* Aim of the exercise
Your task is to return the span of lines beginning at the one with "Identify each instance of the short" and ending at the last line of the data, exactly as it stands.

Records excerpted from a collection
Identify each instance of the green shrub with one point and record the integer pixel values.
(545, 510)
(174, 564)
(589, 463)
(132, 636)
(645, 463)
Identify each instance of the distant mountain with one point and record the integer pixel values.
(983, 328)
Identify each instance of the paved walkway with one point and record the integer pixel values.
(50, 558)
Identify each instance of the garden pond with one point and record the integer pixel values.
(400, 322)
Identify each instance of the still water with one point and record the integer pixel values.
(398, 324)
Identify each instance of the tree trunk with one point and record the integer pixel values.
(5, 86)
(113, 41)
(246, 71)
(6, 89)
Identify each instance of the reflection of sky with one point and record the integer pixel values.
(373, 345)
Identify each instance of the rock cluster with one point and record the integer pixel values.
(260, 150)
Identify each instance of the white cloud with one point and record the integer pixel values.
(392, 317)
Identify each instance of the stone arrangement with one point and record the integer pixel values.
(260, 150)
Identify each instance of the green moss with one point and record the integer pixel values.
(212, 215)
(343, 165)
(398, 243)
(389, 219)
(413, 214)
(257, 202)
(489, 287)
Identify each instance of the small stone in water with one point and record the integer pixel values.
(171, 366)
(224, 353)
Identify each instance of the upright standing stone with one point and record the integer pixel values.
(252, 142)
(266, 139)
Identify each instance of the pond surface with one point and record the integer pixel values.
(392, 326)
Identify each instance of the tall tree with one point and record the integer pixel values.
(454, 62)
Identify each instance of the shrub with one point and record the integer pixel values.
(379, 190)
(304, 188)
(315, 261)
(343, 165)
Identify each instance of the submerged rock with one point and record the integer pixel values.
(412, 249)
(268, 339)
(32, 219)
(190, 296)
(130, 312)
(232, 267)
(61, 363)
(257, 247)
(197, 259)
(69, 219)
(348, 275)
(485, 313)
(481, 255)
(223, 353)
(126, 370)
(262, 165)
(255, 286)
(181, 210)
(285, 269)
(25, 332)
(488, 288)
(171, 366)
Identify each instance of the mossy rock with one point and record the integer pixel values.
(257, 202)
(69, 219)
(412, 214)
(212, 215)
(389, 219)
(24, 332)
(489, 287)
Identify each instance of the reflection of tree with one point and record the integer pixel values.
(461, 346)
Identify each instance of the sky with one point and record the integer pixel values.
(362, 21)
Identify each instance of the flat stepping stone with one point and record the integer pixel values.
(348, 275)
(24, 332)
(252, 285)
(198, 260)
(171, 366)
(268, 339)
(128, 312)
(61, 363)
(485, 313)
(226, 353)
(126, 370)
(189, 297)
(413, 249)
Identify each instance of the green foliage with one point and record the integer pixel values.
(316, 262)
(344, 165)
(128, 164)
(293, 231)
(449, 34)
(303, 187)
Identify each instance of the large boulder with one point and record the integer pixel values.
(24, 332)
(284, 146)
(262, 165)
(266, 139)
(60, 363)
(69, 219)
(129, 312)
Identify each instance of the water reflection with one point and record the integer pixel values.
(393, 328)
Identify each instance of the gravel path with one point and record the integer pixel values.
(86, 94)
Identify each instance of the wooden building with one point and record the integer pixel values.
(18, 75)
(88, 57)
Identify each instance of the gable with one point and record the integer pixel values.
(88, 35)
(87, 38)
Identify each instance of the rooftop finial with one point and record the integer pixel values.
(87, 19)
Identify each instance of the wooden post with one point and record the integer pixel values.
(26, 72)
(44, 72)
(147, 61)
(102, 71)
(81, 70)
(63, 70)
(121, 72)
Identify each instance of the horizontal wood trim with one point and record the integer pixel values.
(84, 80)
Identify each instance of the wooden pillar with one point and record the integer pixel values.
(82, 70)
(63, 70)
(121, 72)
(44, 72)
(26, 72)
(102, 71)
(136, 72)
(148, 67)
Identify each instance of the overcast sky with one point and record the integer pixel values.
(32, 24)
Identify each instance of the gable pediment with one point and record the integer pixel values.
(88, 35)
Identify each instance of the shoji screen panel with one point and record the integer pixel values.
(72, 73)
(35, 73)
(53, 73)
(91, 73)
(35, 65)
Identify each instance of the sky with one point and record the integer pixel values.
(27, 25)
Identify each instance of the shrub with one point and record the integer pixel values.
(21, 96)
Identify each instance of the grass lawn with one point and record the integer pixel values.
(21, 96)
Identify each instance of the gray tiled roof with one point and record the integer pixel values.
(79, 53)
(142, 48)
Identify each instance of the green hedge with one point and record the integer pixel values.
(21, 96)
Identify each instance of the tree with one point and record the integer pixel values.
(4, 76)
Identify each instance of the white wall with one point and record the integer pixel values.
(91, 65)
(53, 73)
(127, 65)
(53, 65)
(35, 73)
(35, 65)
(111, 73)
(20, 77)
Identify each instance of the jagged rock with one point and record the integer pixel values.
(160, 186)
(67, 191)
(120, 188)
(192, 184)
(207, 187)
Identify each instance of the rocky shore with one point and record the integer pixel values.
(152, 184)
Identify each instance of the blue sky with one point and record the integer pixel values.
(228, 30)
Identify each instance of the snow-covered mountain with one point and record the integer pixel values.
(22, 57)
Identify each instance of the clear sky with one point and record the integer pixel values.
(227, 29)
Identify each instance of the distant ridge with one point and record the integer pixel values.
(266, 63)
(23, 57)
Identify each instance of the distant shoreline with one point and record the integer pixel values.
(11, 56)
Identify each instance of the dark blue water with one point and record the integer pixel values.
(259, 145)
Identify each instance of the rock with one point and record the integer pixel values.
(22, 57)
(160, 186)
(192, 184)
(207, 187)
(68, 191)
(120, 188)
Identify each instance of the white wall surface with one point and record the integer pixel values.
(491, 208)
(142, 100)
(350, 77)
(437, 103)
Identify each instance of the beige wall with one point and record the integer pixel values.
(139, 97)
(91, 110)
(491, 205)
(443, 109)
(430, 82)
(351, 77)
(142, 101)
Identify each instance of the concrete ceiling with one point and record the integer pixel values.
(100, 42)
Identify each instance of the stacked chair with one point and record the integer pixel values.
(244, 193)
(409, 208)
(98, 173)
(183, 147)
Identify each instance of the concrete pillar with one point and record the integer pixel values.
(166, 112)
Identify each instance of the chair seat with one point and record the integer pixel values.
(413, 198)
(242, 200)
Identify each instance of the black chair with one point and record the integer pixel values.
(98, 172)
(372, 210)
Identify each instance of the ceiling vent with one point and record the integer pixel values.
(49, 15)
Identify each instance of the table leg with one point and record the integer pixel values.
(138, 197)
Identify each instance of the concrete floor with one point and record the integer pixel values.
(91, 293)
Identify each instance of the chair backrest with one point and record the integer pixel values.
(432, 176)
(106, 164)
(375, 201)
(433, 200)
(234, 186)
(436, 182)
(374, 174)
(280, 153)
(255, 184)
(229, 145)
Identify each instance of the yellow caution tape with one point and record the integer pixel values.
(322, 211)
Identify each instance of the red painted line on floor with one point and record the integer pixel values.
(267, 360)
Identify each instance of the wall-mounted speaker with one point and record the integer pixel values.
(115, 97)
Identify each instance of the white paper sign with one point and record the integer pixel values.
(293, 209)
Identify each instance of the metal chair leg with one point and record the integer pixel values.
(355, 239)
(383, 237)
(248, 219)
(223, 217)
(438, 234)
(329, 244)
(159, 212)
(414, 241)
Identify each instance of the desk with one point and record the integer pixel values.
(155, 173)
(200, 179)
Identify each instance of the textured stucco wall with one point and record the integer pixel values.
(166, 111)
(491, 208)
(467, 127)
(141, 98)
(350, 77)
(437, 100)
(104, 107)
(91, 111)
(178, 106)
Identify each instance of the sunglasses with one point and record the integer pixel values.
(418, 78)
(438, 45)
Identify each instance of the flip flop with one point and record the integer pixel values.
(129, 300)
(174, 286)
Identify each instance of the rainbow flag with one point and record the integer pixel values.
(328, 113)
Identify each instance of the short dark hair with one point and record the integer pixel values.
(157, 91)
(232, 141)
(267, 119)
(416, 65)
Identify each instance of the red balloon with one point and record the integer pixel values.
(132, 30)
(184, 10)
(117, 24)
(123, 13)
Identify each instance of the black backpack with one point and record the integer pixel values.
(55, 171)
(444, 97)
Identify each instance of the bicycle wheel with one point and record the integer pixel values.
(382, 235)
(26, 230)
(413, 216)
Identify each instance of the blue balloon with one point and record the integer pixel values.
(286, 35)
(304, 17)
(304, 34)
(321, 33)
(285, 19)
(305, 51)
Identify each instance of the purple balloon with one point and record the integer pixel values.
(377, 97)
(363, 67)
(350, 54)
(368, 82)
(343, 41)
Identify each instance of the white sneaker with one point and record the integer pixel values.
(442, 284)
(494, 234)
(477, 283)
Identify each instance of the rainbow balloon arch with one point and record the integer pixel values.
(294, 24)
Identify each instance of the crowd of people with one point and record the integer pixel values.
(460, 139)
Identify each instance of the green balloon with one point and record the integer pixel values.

* Solution for this task
Identify each instance of the short dark hair with one point and record the integer pixel values.
(157, 91)
(232, 141)
(267, 119)
(416, 65)
Identify each instance of the red balloon with one point and record the integer pixel values.
(132, 30)
(184, 10)
(117, 24)
(123, 13)
Identify each instance of the black backpack with one point and record the integer pixel values.
(55, 171)
(444, 97)
Identify each instance of the bicycle wheel with one point and record the integer pixel values.
(382, 235)
(26, 230)
(413, 216)
Identify each instance of the blue balloon with one point and record the integer pixel values.
(286, 35)
(304, 17)
(304, 34)
(321, 33)
(285, 19)
(305, 51)
Identify each instance of the purple balloon with one point and record the integer pixel values.
(377, 97)
(363, 67)
(350, 54)
(368, 82)
(343, 41)
Identify each instance of the white sneaker with one point and record the integer pixel values.
(442, 284)
(494, 234)
(477, 283)
Identify each instance of the rainbow balloon arch with one point and record the integer pixel values.
(294, 24)
Identify each instance of the crowd of people with one point and record the integer pixel values.
(460, 139)
Identify each instance of the green balloon with one point and record the integer pixel values.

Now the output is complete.